PROBLEM REQUIREMENTS => Starting at the line that holds "Target: wooden table leg", copy every line exactly through the end of the data, and no others.

Stored entries:
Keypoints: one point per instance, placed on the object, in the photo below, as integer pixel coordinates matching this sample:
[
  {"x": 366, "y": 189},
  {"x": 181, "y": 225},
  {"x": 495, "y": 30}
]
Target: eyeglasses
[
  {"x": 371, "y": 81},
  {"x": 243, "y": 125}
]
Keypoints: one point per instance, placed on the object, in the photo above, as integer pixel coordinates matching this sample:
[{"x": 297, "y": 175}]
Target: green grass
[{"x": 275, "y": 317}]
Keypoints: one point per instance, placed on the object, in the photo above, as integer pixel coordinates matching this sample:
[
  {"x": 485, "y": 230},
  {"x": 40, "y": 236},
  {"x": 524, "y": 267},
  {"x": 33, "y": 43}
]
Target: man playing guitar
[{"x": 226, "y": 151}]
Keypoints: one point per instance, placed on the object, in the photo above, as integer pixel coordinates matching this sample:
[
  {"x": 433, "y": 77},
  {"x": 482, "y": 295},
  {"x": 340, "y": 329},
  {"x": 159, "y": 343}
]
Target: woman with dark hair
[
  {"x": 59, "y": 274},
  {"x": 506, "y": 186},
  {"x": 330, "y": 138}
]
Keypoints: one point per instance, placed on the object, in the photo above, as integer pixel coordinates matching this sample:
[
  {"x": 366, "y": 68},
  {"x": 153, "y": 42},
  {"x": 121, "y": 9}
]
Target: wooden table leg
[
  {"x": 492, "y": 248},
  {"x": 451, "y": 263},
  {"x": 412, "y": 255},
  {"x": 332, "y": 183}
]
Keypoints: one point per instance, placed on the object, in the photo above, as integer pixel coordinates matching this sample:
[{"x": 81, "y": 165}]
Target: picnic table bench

OUTPUT FOR THIS EXERCISE =>
Target: wooden table leg
[
  {"x": 492, "y": 248},
  {"x": 451, "y": 263},
  {"x": 412, "y": 255},
  {"x": 332, "y": 183}
]
Keypoints: one point per instance, placed on the object, in the photo above, as integer pixel coordinates matching this sample:
[{"x": 81, "y": 165}]
Target: picnic table bench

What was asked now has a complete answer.